## start

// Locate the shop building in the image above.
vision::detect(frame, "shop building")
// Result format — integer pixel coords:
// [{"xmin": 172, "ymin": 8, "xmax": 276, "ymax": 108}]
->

## end

* [Task instructions]
Reproduce every line of the items above verbatim, without altering any character.

* [Output of the exercise]
// Locate the shop building in the image above.
vision::detect(frame, "shop building")
// Result format — integer pixel coords:
// [{"xmin": 172, "ymin": 8, "xmax": 276, "ymax": 108}]
->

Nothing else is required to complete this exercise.